Passage given:

········

2. The method as recited in claim 1 further including predicting center-of-gravity parameters and wheel loads and adjusting vehicle operating parameters based on the predicted center-of-gravity parameters and wheel loads to maintain vehicle stability.
3. The method as recited in claim 2 further including adjusting vehicle operating parameters to maintain stability in the event of potential sudden changes in vehicle speed or vehicle travel direction.
4. The method as recited in claim 3 wherein step b) further includes calculating a force vector projected by the vehicle based on the potential sudden changes in vehicle velocity and travel direction and step c) further includes continuously determining the stability of the vehicle based on the calculated potential force projected by the vehicle.
5. The method as recited in claim 1 wherein the dynamic center-of-gravity parameters and wheel loads are calculated multiple times per second over the time interval during which the vehicle is moving.
6. The method as recited in claim 2 wherein the calculated center-of-gravity parameters include at least one of center-of-gravity position, heading angle at the center-of-gravity, and turning radius at the center-of-gravity.
7. The method as recited in claim 6 further including:
c) i) generating a range of preferred center-of-gravity positions;
c) ii) comparing the determined dynamic center-of-gravity positions to the range of preferred center-of-gravity positions; and
c) iii) adjusting vehicle operating parameters to prevent future dynamic center-of-gravity positions from leaving the range of preferred center-of-gravity positions.
8. The method as recited in claim 7 further including:
c) iv) generating a range of stable wheel loads;
c) v) mapping the determined wheel loads to the range of preferred wheel loads; and
c) vi) adjusting vehicle operating parameters to prevent future wheel loads from leaving the range of preferred wheel loads.
9. The method as recited in claim 1 wherein the vehicle is one of a fork lift, reach lift, or order picker.
10. The method as recited in claim 1 wherein the calculated center-of-gravity positions and wheel loads are based on static vehicle properties and dynamic vehicle properties.
11. The method as recited in claim 10 wherein the static vehicle properties include at least one of unloaded weight, wheelbase length, wheel width and configuration, and unloaded center-of-gravity.
12. The method as recited in claim 10 wherein the dynamic vehicle properties include at least one of travel velocity, acceleration, load weight, fork tilt, mast tilt, carriage sideshift position, reach position, pantograph scissors position, steering angle, floor grade, and ramp grade.

········

Information supplied:

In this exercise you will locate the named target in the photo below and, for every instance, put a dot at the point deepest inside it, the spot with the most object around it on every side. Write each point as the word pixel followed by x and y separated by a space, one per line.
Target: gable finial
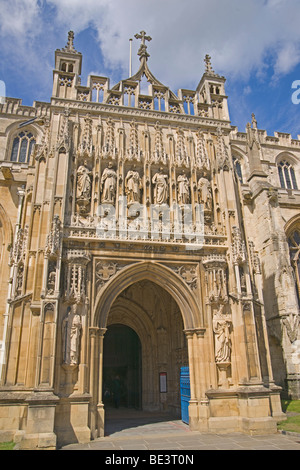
pixel 143 48
pixel 208 67
pixel 70 44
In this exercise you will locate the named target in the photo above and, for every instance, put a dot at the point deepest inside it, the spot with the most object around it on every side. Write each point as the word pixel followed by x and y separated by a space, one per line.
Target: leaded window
pixel 287 176
pixel 22 147
pixel 238 169
pixel 294 245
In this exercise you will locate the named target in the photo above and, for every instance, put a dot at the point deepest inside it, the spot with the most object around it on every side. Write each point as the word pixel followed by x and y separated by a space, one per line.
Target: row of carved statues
pixel 133 187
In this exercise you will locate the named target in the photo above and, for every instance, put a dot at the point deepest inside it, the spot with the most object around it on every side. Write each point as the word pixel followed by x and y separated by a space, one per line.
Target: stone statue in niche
pixel 205 193
pixel 133 186
pixel 160 181
pixel 51 282
pixel 221 328
pixel 183 189
pixel 71 336
pixel 83 183
pixel 108 184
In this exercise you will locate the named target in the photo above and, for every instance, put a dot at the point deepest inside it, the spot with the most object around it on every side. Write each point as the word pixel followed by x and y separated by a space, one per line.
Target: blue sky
pixel 255 44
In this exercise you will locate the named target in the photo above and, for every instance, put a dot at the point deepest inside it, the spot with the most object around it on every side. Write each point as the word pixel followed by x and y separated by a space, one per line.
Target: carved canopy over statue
pixel 83 183
pixel 133 186
pixel 108 184
pixel 160 181
pixel 183 189
pixel 205 194
pixel 221 328
pixel 71 336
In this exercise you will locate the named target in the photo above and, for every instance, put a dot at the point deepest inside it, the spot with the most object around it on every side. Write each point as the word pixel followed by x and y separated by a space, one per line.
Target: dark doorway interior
pixel 122 359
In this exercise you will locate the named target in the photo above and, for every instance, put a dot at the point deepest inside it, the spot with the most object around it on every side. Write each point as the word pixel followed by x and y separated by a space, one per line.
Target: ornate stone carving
pixel 104 271
pixel 18 249
pixel 64 137
pixel 221 326
pixel 183 189
pixel 133 152
pixel 215 278
pixel 84 186
pixel 181 155
pixel 51 278
pixel 71 331
pixel 133 186
pixel 53 240
pixel 189 275
pixel 159 155
pixel 254 258
pixel 238 246
pixel 205 193
pixel 202 160
pixel 109 149
pixel 160 182
pixel 108 185
pixel 221 151
pixel 86 145
pixel 75 276
pixel 291 323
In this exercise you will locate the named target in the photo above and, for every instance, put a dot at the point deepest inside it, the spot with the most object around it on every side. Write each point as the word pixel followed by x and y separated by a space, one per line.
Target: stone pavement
pixel 128 430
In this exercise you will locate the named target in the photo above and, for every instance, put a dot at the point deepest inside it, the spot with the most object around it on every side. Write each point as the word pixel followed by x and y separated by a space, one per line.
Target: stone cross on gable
pixel 208 66
pixel 143 37
pixel 143 48
pixel 70 44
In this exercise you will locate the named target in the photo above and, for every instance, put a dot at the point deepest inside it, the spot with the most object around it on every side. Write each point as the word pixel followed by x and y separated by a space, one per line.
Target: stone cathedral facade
pixel 142 232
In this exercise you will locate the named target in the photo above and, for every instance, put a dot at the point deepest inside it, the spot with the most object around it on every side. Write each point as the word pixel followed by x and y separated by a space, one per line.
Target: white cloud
pixel 19 18
pixel 238 35
pixel 242 37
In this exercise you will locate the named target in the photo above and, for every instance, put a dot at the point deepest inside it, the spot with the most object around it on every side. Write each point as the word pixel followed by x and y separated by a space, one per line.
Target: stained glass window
pixel 22 147
pixel 286 175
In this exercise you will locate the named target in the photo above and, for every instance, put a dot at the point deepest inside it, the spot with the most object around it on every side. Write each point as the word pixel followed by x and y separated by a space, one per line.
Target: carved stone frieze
pixel 75 275
pixel 215 266
pixel 53 241
pixel 291 323
pixel 222 325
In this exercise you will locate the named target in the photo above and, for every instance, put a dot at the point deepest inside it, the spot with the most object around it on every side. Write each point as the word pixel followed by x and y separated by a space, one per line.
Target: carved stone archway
pixel 157 273
pixel 174 285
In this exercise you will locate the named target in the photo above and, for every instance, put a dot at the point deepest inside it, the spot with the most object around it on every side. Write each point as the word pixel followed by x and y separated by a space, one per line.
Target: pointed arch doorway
pixel 122 367
pixel 145 346
pixel 158 305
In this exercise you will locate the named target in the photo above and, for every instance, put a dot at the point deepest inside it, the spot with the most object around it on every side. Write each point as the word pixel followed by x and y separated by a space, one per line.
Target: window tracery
pixel 22 147
pixel 294 247
pixel 287 175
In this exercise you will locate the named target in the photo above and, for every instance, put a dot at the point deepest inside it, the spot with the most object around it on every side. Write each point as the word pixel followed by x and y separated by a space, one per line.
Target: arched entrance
pixel 146 346
pixel 160 308
pixel 121 367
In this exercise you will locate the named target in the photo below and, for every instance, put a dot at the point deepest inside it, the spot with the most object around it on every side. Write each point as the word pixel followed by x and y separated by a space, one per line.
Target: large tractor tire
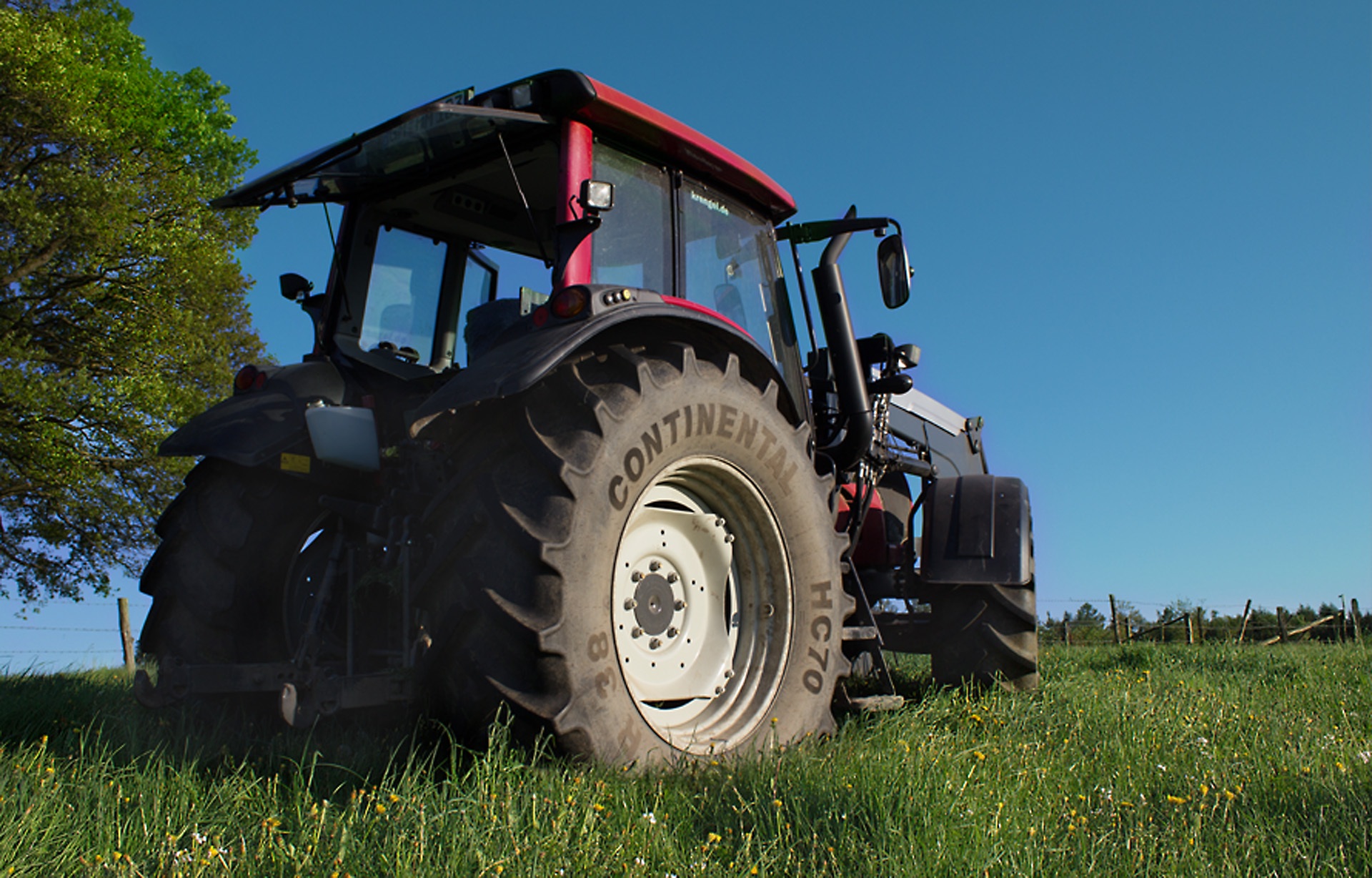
pixel 638 556
pixel 987 636
pixel 231 542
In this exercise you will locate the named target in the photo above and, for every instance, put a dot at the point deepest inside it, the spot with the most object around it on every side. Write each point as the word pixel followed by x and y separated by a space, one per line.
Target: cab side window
pixel 635 246
pixel 726 262
pixel 404 295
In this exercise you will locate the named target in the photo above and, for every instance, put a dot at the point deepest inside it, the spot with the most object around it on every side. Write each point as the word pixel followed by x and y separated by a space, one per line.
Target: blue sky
pixel 1142 236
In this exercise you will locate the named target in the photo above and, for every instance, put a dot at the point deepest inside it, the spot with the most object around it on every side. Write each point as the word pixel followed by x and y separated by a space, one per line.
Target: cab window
pixel 635 246
pixel 404 294
pixel 727 262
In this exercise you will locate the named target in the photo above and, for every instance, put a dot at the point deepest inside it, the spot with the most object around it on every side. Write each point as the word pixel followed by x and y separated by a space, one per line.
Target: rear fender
pixel 525 355
pixel 254 427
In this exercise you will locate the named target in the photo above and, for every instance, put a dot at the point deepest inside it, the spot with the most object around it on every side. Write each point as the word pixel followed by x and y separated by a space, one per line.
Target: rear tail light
pixel 570 301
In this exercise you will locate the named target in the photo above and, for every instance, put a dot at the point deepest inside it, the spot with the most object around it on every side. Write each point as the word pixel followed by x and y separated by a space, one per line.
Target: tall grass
pixel 1139 760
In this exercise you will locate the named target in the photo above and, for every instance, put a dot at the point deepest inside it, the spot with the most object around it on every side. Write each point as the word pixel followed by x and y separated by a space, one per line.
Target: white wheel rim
pixel 702 606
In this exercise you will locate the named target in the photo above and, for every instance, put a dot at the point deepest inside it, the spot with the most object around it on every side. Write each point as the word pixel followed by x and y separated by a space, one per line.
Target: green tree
pixel 122 305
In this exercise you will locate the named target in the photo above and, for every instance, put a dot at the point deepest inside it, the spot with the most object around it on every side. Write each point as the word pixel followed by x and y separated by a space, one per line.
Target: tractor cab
pixel 468 216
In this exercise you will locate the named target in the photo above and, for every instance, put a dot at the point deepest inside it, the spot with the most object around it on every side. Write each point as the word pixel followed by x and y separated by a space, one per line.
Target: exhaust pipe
pixel 854 404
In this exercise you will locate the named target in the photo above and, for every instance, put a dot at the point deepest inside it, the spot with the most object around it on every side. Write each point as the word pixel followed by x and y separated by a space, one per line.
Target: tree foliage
pixel 122 306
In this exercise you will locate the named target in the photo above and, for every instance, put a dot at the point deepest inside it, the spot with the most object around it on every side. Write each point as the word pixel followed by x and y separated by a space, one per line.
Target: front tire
pixel 988 636
pixel 228 543
pixel 640 557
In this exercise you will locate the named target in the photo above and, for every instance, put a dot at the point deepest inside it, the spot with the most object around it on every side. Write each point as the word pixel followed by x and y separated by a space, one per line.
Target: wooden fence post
pixel 126 637
pixel 1243 626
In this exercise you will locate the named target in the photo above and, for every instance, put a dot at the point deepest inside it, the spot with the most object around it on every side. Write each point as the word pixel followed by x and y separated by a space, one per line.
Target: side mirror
pixel 893 268
pixel 295 287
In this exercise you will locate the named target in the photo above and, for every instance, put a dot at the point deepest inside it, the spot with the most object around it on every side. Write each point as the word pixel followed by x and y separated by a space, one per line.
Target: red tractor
pixel 557 448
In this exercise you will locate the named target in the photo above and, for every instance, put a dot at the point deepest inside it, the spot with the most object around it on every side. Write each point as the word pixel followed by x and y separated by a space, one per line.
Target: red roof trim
pixel 702 309
pixel 617 112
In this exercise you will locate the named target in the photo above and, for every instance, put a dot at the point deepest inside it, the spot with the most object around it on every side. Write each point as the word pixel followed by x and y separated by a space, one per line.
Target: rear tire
pixel 638 582
pixel 987 636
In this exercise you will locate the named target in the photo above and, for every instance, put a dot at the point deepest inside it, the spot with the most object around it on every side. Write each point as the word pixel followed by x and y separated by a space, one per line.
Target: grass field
pixel 1160 760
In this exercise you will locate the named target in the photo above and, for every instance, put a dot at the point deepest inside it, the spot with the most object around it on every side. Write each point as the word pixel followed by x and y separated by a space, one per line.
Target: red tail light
pixel 570 302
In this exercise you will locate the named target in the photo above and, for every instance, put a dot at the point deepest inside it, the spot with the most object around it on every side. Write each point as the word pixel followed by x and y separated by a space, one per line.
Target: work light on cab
pixel 249 378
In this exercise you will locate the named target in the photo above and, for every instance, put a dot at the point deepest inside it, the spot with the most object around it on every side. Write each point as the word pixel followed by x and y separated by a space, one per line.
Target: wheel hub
pixel 655 604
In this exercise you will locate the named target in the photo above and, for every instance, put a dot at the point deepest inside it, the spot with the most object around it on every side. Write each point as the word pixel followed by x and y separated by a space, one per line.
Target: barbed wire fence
pixel 1124 623
pixel 117 652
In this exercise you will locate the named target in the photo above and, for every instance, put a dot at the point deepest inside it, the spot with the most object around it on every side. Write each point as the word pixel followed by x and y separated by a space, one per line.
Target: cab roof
pixel 435 132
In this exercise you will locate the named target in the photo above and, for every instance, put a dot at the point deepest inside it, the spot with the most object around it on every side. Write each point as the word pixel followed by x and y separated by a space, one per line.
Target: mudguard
pixel 254 427
pixel 523 355
pixel 978 531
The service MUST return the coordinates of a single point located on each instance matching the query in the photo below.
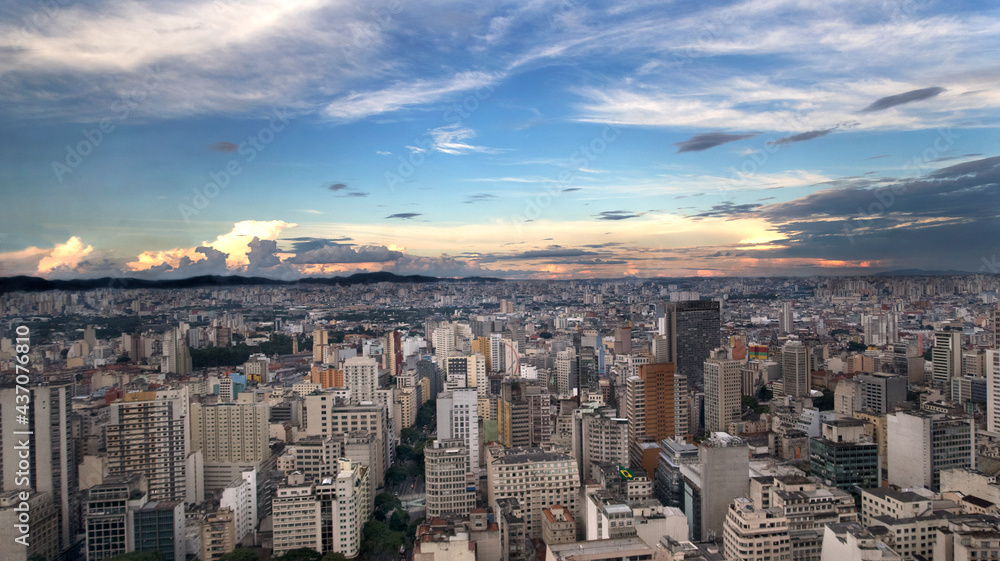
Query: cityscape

········

Actions to take:
**A.** From the patent claims, reproduce the passage that begins at the words "7. The method" and stops after the words "or order picker.".
**B.** In the patent claims, what purpose is stated for adjusting vehicle operating parameters in the item labeled "c) iii)"? Answer in one to three sentences.

Per-task answers:
**A.**
7. The method as recited in claim 6 further including:
c) i) generating a range of preferred center-of-gravity positions;
c) ii) comparing the determined dynamic center-of-gravity positions to the range of preferred center-of-gravity positions; and
c) iii) adjusting vehicle operating parameters to prevent future dynamic center-of-gravity positions from leaving the range of preferred center-of-gravity positions.
8. The method as recited in claim 7 further including:
c) iv) generating a range of stable wheel loads;
c) v) mapping the determined wheel loads to the range of preferred wheel loads; and
c) vi) adjusting vehicle operating parameters to prevent future wheel loads from leaving the range of preferred wheel loads.
9. The method as recited in claim 1 wherein the vehicle is one of a fork lift, reach lift, or order picker.

**B.** The vehicle operating parameters are adjusted to prevent future dynamic center-of-gravity positions from leaving the range of preferred center-of-gravity positions. This follows the generation of that preferred range and the comparison of the determined dynamic center-of-gravity positions to it.